(Data extracts begins)

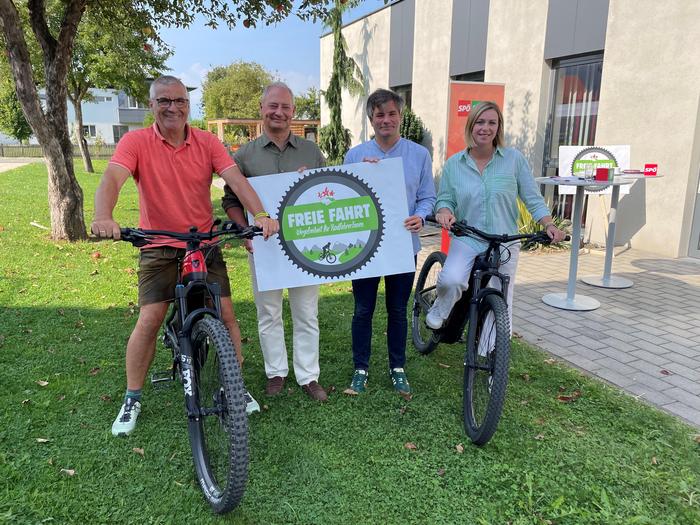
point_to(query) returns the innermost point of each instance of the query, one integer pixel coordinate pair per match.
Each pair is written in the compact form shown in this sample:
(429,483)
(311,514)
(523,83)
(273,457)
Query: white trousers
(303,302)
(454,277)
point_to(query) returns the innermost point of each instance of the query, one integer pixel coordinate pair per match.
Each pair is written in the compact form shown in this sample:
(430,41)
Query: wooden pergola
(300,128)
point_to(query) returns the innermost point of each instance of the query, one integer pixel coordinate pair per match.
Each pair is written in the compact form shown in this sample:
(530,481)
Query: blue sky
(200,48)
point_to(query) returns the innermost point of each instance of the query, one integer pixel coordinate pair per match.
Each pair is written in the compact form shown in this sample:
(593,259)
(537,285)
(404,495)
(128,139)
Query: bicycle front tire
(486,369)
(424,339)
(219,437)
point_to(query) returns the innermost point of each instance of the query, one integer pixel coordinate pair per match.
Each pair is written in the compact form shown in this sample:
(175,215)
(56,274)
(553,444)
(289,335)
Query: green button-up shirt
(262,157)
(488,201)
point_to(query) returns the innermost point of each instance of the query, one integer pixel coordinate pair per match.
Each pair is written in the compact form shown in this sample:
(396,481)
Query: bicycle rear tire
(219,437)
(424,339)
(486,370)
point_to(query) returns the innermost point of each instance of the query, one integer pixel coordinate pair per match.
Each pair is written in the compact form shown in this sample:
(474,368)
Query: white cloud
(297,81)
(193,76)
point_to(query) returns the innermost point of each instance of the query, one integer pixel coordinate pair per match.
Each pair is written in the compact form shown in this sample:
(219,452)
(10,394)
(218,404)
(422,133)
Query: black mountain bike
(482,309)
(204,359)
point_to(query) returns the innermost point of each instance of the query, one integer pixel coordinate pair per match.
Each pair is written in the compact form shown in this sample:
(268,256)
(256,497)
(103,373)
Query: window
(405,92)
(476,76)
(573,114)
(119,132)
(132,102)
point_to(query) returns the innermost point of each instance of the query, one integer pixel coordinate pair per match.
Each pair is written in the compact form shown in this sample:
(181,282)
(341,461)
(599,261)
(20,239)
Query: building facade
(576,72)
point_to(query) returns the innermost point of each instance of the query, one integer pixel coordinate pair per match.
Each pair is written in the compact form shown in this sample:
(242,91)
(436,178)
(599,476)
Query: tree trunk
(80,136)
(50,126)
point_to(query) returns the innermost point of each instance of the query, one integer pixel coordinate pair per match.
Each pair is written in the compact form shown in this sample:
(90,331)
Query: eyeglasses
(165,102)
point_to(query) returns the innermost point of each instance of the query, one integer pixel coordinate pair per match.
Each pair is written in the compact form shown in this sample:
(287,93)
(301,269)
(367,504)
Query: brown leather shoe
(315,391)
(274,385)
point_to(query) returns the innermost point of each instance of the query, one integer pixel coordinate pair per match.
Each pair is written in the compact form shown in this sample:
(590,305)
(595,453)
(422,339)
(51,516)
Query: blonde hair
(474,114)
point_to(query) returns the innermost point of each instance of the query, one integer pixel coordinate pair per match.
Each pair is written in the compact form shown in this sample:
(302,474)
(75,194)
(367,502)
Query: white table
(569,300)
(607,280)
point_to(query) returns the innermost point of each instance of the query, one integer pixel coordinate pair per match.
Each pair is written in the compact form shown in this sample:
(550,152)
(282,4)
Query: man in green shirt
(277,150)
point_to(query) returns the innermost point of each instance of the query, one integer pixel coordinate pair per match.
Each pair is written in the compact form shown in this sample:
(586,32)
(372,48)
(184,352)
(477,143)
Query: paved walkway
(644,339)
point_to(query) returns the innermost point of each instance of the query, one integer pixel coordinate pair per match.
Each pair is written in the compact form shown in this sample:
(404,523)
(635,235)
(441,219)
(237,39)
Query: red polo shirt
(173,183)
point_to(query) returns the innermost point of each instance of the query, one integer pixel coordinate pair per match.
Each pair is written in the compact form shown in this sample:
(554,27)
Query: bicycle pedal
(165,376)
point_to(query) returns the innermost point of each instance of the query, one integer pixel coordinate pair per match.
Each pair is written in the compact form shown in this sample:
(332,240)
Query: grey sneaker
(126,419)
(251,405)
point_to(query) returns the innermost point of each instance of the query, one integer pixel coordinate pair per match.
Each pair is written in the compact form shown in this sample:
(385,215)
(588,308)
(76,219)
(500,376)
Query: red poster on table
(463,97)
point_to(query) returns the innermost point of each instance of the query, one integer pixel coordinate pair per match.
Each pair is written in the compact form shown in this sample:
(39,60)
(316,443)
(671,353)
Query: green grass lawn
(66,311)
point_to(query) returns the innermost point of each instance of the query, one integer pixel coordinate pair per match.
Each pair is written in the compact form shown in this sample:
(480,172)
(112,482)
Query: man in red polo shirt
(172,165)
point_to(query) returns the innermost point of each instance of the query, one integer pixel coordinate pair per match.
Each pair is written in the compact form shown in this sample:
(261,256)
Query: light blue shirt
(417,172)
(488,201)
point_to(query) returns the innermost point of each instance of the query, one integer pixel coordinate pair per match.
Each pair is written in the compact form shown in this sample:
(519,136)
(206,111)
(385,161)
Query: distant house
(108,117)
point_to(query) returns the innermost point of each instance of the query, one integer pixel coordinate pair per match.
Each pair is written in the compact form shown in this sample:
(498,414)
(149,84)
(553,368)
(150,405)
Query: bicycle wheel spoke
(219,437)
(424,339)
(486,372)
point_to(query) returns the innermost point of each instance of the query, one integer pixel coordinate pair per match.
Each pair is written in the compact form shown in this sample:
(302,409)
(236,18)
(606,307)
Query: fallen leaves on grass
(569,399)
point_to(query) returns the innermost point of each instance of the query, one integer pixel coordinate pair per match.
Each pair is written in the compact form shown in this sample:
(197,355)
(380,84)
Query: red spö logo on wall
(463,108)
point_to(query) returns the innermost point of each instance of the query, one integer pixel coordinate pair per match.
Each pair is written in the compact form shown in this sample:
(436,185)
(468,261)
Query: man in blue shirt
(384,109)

(Data extracts ends)

What to work on:
Give the data again word for word, without pictures.

Response:
point_to(query) returns the innermost point of each instance of the query, one integer pixel coordinate pair per match.
Each pair is written in the compact form shown in this sample:
(429,483)
(311,514)
(523,83)
(273,457)
Query: white trousers
(303,302)
(454,277)
point_to(query) returns the innermost point of each instance of the query, one integer pixel coordinate pair per match.
Each pair is written in the compact form shown in this sample:
(430,41)
Query: wooden pergola
(300,128)
point_to(query) returns the innermost point of each instance of the query, one integer pixel coordinate pair per match.
Each pair is written in the compact form shown in this sample:
(530,481)
Query: blue sky
(200,48)
point_to(query) returns the innermost point of each instance of the query, one integer pixel coordinate pair per match.
Each pair is written in the compact form shown in this sample:
(593,259)
(537,285)
(404,495)
(128,139)
Query: bicycle front tire
(486,369)
(424,339)
(219,437)
point_to(query) returns the innermost point of each instance of the query, one integer pixel coordinate pair per match.
Each pair is written in the compact form shown in this sample:
(175,215)
(56,274)
(553,444)
(289,335)
Query: green button-up shirt
(262,157)
(488,201)
point_to(query) returns the innermost point of each instance of the query, one integer pixel coordinate pair per match.
Each pair is written in the compact form shown in this sample:
(396,481)
Query: bicycle rear tire
(219,437)
(424,339)
(486,370)
point_to(query) returns the innermost point of each instance of the query, one integer pixel coordinate pair per match.
Each pair is written in the compact form shown in this sample:
(474,368)
Query: white cloud
(297,81)
(193,76)
point_to(query) returns the innermost point of each instance of the query, one integer pixel coordinate pair per match.
Each pair is written in the compact form shown in this sample:
(219,452)
(10,394)
(218,404)
(422,133)
Query: black mountain bike
(482,309)
(204,359)
point_to(query) returns the innermost point of each instance of the query, one integer pixel coordinate pair per match.
Each pair is written in the compact form shown in this sample:
(268,256)
(256,497)
(103,373)
Query: window
(405,92)
(476,76)
(573,114)
(119,132)
(132,102)
point_to(query) returns the innermost point of each instance of the query, one integer pixel coordinate pair per match.
Each pair is written in the compact form shown in this sample:
(181,282)
(341,461)
(599,261)
(20,239)
Query: building facade
(576,72)
point_to(query) returns the innermost point of each instance of the query, one integer pixel coordinate pair per match.
Each pair is written in the compact form shown in this sample:
(242,91)
(436,178)
(599,476)
Query: tree trunk
(80,136)
(50,126)
point_to(query) returns the innermost point of each instance of the query, one integer pixel coordinate pair per match.
Each pair is written in the compact form shown in this sample:
(90,331)
Query: eyeglasses
(165,102)
point_to(query) returns the innermost point of each instance of the query, one integer pixel coordinate pair per match.
Each pair is written in the compact form shown in this sample:
(287,93)
(301,269)
(367,504)
Query: brown leather shoe
(315,391)
(274,385)
point_to(query) returns the innermost point of each instance of the query, one integer pixel coordinate pair per match.
Each pair is written in the compact form shown in this sample:
(590,305)
(595,453)
(422,339)
(51,516)
Query: blonde hair
(474,114)
point_to(query) returns the innermost point of each instance of the query, one integer pixel coordinate pair per match.
Each pair is written in the compact form shown in this sample:
(302,474)
(75,194)
(367,502)
Query: white table
(569,300)
(607,280)
point_to(query) returns the innermost point of each instance of the query, one integer pixel coordinate pair per match.
Each pair is written in the compact form shown in this sample:
(550,152)
(282,4)
Query: man in green shirt
(277,150)
point_to(query) returns the innermost point of each instance of the query, one integer pixel coordinate pair per match.
Each pair is written in the compact form shown in this sample:
(586,32)
(372,48)
(184,352)
(477,143)
Query: paved walkway
(644,339)
point_to(query) returns the innermost point of each instance of the query, one integer pixel coordinate pair per match.
Each pair is written in the compact form shown in this sample:
(404,523)
(635,235)
(441,219)
(237,39)
Query: red polo shirt
(173,183)
point_to(query) returns the innermost point of each instance of the query, one integer pixel coordinate pair per match.
Each pair is written in the compact form shown in this sample:
(554,27)
Query: bicycle pedal
(165,376)
point_to(query) returns the innermost point of each instance of the query, one integer pixel coordinate pair per match.
Each pair is written in the compact form shown in this sample:
(332,240)
Query: grey sneaker
(126,419)
(251,405)
point_to(query) returns the innermost point of each instance of the query, one integer pixel coordinate pair per match.
Each pair is written in the compact form shown in this sample:
(385,215)
(588,308)
(76,219)
(500,376)
Query: red poster on table
(463,97)
point_to(query) returns the innermost point of each instance of the query, one integer pixel coordinate pair per match.
Each pair is written in the compact form shown in this sample:
(39,60)
(316,443)
(671,353)
Query: green grass lawn
(66,311)
point_to(query) returns the innermost point of each instance of the query, one integer pixel coordinate pair per match.
Each pair is written in the compact form shown in this sample:
(480,172)
(112,482)
Query: man in red polo shirt
(172,165)
point_to(query) returns the innermost point of each instance of the query, one integer pixel coordinate pair per match.
Each pair is written in the compact form shown in this sample:
(261,256)
Query: light blue shirt
(417,172)
(488,201)
point_to(query) returns the innermost point of each instance of the query, one integer pixel coordinate pair per match.
Each pair is written in the compact form shown in this sample:
(519,136)
(206,111)
(385,161)
Query: distant house
(108,117)
point_to(query) returns the innermost point of each instance of the query, one integer pixel coordinate pair per match.
Each pair is written in the compact form shown in this sample:
(498,414)
(149,84)
(553,368)
(150,405)
Query: bicycle wheel spoke
(219,437)
(424,339)
(486,372)
point_to(query) returns the innermost point of each instance of the query, one integer pixel coordinate pair per match.
Each pair is written in the compact form shown in this sample:
(302,409)
(236,18)
(606,307)
Query: fallen leaves on grass
(569,399)
point_to(query) returns the innermost point of each instance of the query, one integer pixel coordinate pair per match.
Each pair is written in the compact form shown in this sample:
(197,355)
(380,84)
Query: red spö logo on wall
(463,108)
point_to(query) returns the innermost point of each instance of the query, one integer pixel coordinate pair per match.
Each pair is written in the compact form shown in this sample:
(436,185)
(468,261)
Query: man in blue shirt
(384,109)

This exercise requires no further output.